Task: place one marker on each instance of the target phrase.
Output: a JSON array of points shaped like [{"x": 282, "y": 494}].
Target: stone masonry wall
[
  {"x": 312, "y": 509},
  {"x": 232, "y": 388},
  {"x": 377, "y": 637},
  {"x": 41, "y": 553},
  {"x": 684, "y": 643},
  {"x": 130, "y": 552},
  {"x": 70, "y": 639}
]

**Stated problem**
Put the lines of the items above into a JSON list of strings, with one string per line and blank lines left out.

**Solution to this problem**
[
  "Task: place one marker on each instance of the target phrase.",
  "Output: a JSON array of points shaped like [{\"x\": 282, \"y\": 494}].",
  "Target: stone masonry wall",
  "[",
  "  {\"x\": 312, \"y\": 509},",
  "  {\"x\": 232, \"y\": 388},",
  "  {\"x\": 377, \"y\": 637},",
  "  {\"x\": 41, \"y\": 553},",
  "  {\"x\": 684, \"y\": 643},",
  "  {\"x\": 130, \"y\": 552},",
  "  {\"x\": 70, \"y\": 639}",
  "]"
]